▶ **TASK GOAL**
From the rows below, extract each line that contains the word "arched" and reproduce every such line without alteration.

(Entries from a point annotation set)
★ ★ ★

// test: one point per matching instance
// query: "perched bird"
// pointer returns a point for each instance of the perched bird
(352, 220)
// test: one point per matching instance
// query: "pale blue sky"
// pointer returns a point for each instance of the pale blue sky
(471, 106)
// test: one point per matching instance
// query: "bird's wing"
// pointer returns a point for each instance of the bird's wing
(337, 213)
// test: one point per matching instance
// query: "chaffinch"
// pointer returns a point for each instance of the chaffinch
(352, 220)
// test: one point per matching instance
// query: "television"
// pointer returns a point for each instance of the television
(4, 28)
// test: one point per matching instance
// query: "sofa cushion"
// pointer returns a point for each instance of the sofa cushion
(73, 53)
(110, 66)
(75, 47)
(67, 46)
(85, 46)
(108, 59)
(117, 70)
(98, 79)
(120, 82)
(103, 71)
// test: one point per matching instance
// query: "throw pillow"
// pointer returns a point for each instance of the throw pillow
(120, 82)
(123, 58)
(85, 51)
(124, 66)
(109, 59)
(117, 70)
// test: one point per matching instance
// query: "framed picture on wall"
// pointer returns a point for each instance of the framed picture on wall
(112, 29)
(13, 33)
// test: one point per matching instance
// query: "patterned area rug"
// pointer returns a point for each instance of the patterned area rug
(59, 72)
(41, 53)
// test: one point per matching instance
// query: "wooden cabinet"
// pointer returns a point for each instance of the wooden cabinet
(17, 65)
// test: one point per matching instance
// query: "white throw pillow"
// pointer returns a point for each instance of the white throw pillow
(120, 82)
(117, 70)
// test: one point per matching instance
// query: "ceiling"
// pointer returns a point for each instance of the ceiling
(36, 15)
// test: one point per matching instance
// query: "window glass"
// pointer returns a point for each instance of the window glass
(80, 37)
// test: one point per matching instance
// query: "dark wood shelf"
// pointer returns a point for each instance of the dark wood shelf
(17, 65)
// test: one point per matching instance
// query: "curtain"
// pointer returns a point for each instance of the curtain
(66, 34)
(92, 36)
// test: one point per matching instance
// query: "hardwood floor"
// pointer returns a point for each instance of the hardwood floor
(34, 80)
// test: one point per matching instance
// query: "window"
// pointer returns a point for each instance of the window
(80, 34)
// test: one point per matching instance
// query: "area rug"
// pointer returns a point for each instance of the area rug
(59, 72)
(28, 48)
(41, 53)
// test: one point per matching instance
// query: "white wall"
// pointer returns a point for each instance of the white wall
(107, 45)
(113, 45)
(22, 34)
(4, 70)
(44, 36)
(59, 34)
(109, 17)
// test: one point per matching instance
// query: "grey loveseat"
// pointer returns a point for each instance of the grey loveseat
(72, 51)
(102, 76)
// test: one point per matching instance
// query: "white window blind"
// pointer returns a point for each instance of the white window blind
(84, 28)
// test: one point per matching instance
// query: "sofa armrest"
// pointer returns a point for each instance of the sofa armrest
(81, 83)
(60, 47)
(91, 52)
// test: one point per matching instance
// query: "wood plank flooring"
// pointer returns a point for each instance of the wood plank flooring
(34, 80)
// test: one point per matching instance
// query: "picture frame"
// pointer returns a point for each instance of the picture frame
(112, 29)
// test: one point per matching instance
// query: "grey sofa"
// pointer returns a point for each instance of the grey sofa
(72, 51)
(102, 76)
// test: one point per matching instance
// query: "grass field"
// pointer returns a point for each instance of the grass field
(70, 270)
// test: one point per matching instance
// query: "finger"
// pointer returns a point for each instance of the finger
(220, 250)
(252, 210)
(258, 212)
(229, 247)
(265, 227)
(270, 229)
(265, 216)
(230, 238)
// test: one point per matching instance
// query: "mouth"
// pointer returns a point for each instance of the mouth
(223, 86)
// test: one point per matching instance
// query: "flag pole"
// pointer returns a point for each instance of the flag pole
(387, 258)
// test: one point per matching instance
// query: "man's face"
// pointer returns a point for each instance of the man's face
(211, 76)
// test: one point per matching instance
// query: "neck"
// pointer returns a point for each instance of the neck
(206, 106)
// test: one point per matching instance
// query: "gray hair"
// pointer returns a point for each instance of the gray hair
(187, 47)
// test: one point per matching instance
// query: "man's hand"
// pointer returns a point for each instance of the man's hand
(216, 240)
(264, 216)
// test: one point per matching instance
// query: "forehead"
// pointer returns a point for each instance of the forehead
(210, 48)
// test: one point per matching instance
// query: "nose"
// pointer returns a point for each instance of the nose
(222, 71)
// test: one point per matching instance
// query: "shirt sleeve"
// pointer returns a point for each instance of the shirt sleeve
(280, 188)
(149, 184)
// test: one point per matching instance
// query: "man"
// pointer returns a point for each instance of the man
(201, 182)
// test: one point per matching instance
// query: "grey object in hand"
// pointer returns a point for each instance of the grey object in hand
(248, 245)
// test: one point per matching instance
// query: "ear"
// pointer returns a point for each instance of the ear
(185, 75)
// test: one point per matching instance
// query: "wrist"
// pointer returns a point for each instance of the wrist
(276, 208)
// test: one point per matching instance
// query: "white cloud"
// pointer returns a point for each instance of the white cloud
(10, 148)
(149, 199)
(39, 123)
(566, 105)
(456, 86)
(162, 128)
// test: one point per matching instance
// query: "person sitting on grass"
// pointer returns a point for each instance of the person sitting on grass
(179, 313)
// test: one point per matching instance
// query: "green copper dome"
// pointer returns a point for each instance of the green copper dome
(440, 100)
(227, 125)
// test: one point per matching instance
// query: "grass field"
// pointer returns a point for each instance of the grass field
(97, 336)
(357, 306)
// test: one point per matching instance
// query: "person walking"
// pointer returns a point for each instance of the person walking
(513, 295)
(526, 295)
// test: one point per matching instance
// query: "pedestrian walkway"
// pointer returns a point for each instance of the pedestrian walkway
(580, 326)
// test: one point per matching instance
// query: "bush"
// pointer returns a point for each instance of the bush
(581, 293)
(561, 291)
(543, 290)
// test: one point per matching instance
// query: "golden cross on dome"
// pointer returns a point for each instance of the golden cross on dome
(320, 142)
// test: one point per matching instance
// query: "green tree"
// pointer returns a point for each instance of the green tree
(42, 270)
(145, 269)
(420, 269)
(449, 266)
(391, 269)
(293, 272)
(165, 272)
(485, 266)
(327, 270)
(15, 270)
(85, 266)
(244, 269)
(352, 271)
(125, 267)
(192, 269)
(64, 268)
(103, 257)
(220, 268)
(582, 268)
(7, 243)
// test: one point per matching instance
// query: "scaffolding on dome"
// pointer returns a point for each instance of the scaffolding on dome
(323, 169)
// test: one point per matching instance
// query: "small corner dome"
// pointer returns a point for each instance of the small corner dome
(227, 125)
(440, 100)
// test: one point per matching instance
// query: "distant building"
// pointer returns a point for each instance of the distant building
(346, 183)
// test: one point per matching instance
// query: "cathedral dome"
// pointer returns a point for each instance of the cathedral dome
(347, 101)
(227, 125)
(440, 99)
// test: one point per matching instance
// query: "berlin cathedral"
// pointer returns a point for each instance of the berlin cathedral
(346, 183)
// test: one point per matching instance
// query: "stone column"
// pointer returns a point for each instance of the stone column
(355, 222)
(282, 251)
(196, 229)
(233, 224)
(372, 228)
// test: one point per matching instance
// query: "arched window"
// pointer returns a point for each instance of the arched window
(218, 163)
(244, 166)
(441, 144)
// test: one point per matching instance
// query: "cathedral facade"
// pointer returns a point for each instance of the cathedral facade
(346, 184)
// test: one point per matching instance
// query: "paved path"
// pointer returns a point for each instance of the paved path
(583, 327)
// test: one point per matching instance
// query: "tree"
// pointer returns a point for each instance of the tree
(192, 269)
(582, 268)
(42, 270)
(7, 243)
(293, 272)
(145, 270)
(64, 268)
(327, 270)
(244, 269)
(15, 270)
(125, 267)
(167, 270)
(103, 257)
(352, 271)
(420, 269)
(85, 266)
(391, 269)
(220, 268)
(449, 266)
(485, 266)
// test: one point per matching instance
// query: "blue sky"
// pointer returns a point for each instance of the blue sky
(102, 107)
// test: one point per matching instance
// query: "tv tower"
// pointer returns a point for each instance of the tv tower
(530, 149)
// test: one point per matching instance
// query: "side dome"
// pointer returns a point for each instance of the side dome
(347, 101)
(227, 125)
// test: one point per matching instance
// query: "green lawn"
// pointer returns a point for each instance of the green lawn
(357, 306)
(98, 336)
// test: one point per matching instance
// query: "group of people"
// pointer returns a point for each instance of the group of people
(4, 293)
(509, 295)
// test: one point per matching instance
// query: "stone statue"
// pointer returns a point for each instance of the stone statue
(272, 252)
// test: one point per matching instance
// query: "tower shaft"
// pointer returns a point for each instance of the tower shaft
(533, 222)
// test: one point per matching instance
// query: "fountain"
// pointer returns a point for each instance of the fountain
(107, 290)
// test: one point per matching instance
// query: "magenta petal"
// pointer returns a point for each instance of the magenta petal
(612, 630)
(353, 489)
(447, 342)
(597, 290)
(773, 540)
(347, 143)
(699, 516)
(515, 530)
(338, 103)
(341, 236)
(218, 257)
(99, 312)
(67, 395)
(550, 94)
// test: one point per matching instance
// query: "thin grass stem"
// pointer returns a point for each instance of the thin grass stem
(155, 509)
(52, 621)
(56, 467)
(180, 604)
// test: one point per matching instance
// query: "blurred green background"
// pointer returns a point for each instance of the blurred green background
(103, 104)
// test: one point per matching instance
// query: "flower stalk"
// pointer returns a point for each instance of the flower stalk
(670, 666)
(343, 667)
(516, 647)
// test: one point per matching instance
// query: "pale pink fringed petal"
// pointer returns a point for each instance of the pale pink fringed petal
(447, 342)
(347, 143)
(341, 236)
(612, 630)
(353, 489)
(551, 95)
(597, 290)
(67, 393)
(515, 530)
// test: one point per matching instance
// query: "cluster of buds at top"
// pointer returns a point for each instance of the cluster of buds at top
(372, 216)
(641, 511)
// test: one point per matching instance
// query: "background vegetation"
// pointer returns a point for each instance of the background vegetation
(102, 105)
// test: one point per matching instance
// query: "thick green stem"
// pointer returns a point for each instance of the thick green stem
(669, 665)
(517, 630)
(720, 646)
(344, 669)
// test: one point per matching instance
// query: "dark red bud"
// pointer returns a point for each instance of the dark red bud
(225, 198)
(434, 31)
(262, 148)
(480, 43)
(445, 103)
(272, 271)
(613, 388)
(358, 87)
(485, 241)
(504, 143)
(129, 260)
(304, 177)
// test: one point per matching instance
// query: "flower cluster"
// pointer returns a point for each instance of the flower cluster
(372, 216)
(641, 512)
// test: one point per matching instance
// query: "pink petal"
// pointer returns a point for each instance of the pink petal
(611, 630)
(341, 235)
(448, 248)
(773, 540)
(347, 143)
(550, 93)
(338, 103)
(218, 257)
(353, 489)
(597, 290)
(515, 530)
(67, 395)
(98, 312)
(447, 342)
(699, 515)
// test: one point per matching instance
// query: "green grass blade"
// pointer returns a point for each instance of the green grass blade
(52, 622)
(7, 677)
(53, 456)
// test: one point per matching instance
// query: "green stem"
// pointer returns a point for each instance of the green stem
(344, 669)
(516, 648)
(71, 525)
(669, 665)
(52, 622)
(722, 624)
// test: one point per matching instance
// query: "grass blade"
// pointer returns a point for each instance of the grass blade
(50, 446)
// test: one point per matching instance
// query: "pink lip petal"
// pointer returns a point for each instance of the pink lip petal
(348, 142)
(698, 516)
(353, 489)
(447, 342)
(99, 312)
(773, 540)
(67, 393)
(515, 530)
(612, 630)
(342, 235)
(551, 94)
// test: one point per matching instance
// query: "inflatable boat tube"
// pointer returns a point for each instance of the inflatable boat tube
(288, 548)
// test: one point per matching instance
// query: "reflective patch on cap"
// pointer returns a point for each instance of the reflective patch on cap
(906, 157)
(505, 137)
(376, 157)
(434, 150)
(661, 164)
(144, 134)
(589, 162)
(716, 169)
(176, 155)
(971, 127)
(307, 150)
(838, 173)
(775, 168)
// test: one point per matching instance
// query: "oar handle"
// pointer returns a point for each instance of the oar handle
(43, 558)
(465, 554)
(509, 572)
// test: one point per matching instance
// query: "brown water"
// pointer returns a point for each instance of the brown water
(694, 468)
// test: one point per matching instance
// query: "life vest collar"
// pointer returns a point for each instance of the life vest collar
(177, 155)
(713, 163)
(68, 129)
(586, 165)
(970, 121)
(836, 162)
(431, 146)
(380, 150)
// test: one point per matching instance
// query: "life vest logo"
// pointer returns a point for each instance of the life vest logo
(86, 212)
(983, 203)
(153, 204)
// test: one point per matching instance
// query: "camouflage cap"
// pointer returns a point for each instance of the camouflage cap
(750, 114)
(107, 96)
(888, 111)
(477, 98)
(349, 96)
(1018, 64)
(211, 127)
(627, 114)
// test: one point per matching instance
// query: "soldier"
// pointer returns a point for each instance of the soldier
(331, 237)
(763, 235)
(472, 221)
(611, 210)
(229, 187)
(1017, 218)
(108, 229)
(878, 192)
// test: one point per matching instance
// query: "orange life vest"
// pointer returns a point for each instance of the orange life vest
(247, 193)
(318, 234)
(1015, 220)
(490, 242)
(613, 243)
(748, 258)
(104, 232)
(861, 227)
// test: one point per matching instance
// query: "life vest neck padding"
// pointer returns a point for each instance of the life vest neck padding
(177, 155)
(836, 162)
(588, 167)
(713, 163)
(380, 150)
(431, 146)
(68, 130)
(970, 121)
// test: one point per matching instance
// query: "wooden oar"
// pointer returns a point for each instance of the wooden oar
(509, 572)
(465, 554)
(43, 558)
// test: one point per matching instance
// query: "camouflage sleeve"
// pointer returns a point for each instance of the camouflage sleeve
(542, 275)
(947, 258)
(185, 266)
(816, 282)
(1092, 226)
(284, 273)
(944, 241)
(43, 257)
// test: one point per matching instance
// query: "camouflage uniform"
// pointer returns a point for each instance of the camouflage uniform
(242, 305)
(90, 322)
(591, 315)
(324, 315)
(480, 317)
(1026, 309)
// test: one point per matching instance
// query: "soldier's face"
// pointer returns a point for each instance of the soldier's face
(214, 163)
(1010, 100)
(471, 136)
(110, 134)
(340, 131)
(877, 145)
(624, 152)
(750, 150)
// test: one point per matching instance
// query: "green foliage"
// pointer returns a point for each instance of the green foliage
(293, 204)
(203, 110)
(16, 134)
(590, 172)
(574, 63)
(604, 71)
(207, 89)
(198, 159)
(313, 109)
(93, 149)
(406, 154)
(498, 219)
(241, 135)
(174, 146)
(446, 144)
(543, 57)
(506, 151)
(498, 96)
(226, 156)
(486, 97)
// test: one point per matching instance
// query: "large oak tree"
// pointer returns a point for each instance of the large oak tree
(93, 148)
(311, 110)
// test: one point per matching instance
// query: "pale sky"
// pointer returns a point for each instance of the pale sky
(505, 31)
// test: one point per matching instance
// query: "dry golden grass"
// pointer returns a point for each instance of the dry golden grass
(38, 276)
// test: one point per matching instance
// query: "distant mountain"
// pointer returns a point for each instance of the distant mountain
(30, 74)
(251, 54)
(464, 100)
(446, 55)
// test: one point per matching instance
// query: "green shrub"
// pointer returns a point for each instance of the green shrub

★ ★ ★

▶ **FINAL ANSWER**
// query: "arched window"
// pointer returns a point for each instance of the arched window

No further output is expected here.